(Task objective): Retype the lines below exactly as they appear, leaving out the pictures.

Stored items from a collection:
# # #
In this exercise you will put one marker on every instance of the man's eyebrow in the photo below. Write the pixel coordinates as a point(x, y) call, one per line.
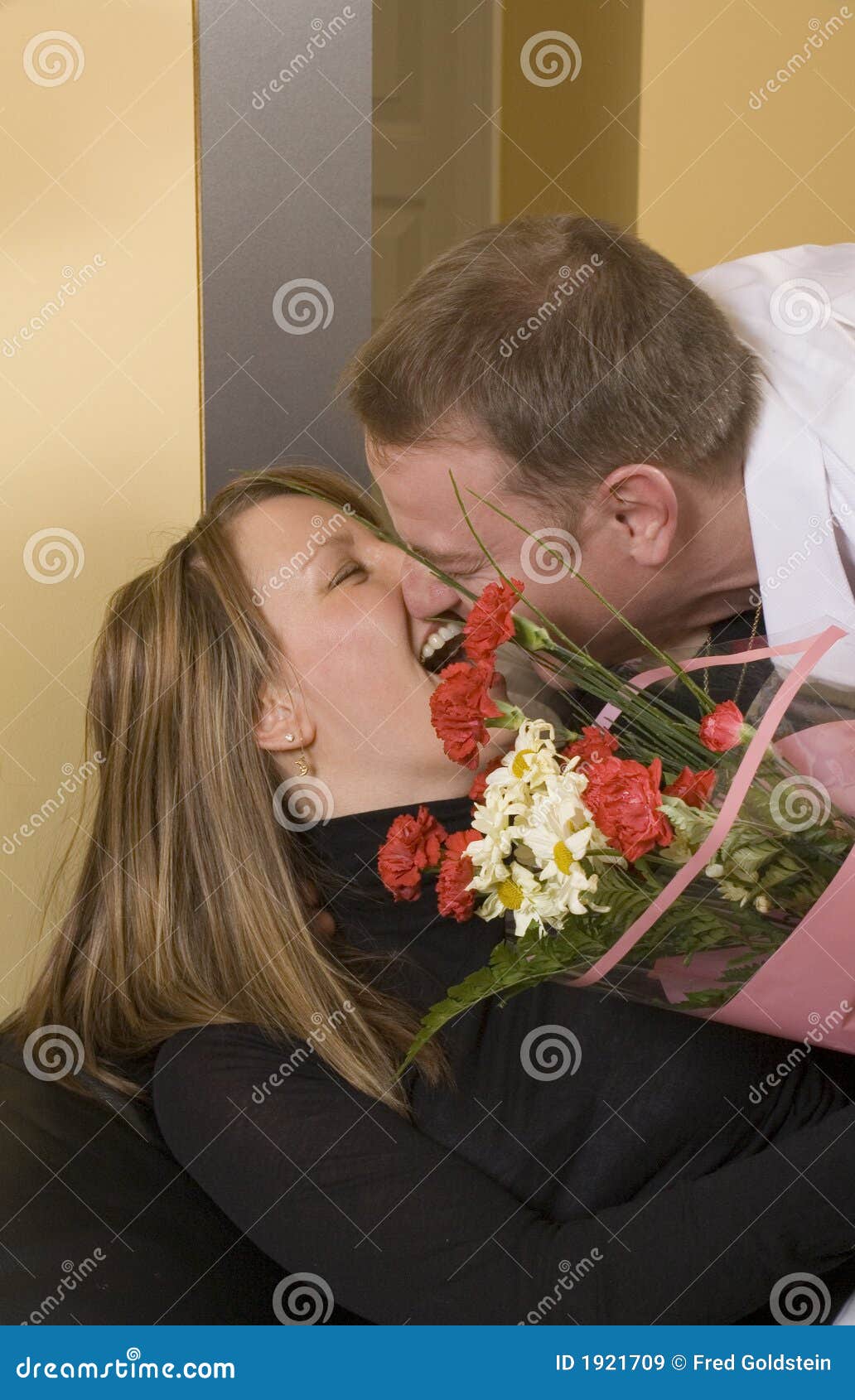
point(451, 563)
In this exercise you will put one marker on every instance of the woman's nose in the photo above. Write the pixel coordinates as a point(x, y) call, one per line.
point(428, 596)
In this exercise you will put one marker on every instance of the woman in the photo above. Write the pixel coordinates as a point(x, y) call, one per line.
point(269, 655)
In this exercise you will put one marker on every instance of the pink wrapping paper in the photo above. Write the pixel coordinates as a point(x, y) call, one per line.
point(810, 979)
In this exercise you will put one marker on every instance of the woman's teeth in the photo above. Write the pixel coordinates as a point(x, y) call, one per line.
point(438, 640)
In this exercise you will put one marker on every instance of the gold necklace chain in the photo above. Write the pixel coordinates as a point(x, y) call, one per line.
point(742, 673)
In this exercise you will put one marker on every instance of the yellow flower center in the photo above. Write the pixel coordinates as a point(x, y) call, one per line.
point(521, 763)
point(510, 894)
point(562, 857)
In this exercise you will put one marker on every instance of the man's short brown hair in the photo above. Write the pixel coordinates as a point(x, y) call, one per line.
point(568, 345)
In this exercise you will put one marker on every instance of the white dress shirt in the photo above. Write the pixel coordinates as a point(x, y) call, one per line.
point(795, 308)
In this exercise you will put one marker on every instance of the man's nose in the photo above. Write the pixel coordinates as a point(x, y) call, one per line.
point(428, 596)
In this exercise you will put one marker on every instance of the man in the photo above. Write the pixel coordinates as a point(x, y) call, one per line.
point(688, 446)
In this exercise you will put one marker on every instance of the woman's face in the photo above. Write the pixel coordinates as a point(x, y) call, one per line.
point(359, 693)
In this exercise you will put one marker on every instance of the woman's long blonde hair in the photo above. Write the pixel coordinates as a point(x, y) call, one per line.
point(192, 903)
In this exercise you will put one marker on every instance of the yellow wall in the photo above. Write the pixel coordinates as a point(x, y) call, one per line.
point(99, 403)
point(562, 147)
point(721, 176)
point(670, 129)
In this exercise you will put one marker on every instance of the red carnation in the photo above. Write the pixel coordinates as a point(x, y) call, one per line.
point(454, 899)
point(592, 746)
point(479, 783)
point(459, 706)
point(696, 789)
point(722, 728)
point(623, 799)
point(412, 843)
point(490, 622)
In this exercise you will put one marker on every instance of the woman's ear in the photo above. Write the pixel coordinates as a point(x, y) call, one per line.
point(283, 722)
point(643, 505)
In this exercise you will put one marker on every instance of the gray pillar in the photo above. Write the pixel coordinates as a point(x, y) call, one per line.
point(284, 94)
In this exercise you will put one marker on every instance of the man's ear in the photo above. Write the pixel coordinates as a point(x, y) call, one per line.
point(641, 504)
point(283, 722)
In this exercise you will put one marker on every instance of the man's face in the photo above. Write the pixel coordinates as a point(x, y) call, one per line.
point(418, 492)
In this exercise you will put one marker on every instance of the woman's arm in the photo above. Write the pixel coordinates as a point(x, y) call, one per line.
point(325, 1179)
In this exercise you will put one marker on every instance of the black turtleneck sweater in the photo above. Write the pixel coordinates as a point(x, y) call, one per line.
point(645, 1186)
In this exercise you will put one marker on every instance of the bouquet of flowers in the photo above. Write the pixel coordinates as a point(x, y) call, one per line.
point(693, 862)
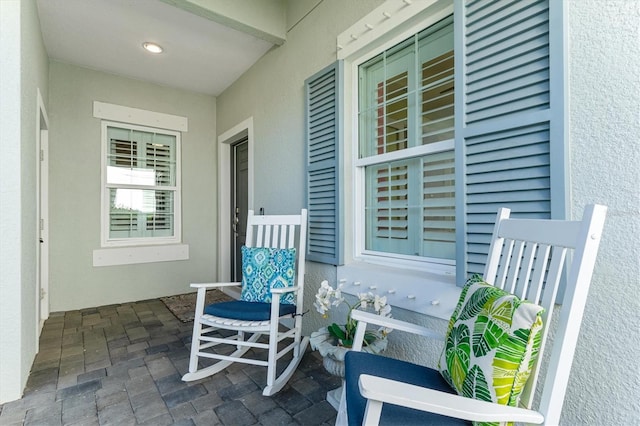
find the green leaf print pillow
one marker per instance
(492, 341)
# # #
(Task answer):
In this exercise you will put one marker on every instance of the man's eyebrow in the photo below. Write the pixel coordinates as a point(x, y) call, one per line.
point(451, 563)
In this exercise you will put one marker on every instance of the woman's nose in the photo above. Write the pixel coordinates as a point(x, y) call, one per line.
point(428, 596)
In this exercise you will put one marker on every instance of the woman in the photo above. Write the pixel coordinates as a point(x, y) call, one per line.
point(269, 655)
In this exercise you will put one marker on every instance of the pink wrapping paper in the photo above. Write the pixel coordinates as a point(x, y) call, one per line.
point(810, 979)
In this exercise you will put one marker on every instance of the woman's teeth in the photo above. Write the pixel coordinates as a point(x, y) call, one per line.
point(438, 640)
In this exercise you will put one marker on every instance of the gold necklace chain in the photo above. Write the pixel coordinates as a point(x, y) call, one per line.
point(742, 673)
In this exercise you will put one marker on every instance of the yellow flower center in the photo above. Write the pixel coordinates as a point(x, y) call, one per line.
point(521, 763)
point(510, 894)
point(562, 857)
In this exercise you will put one marker on every instance of the man's short brown hair in the photo above. Write the pixel coordinates as a point(x, y) call, one per line.
point(568, 345)
In this exercise you will put one marker on every instance of the white dress shirt in the photo above. Write the pixel coordinates as a point(x, y) call, one per line.
point(795, 308)
In this exercise you will put one marker on every instance of the man's nose in the photo above. Write the pixel coordinates as a point(x, y) call, one per line.
point(428, 596)
In this exercise you will put one marker on every instance of the man in the photo above. Write the pixel coordinates as a point(x, y) call, one per line.
point(688, 446)
In this exercise you will put one marker on every instance of the woman's face in the photo above. Write the pixel coordinates as a point(x, y) call, one per line.
point(359, 693)
In this exercise you will put one marker on every instance of the woman's long blonde hair in the photo above. Write the pixel coordinates as a point(x, y) call, one per line.
point(192, 903)
In this exercise you will put one marker on every instance of the yellow wall in the photo above. Write the pixel coordinates as a point(x, y) call, one per line.
point(99, 403)
point(562, 147)
point(721, 176)
point(670, 129)
In this exercise you will put one marker on every instance of the red carnation in the photo above. Write the pixel coordinates as a point(x, y) call, one per line.
point(454, 899)
point(592, 746)
point(479, 783)
point(459, 706)
point(696, 789)
point(722, 728)
point(623, 799)
point(412, 843)
point(490, 622)
In this exercise you will put one marker on every instance of the woman's ear in the photo above. Write the pixel coordinates as a point(x, y) call, one per line.
point(283, 722)
point(643, 505)
In this exercise you will put one marker on every instance of the gray pillar in the photo above. Write the pixel coordinates as a point(x, y) call, one per line.
point(284, 94)
In this exercise you will put one marker on every instance of the man's ear in the photo above. Write the pixel coordinates as a point(x, y) call, one per line.
point(641, 504)
point(283, 722)
In this exercise you will put one marker on every instance of the man's face in the photo above. Write the pixel coordinates as a point(x, y) call, one per line.
point(418, 492)
In this exercise you will put one marker on every instance of the woman's arm in the photo above. Write the pixel coordinates as a point(x, y) call, one per line.
point(325, 1179)
In this exercise you will put one marker on every instance of the black turtleneck sweater in the photo above. Write the pixel coordinates as a point(x, y) call, one per line.
point(645, 1186)
In this exercise you will put one marker on every instance of the bouquet of flowers in the photo above. Write the pixel coordinates as a point(x, y) call, one per line.
point(693, 862)
find the green leaf print pillow
one marker per instance
(492, 341)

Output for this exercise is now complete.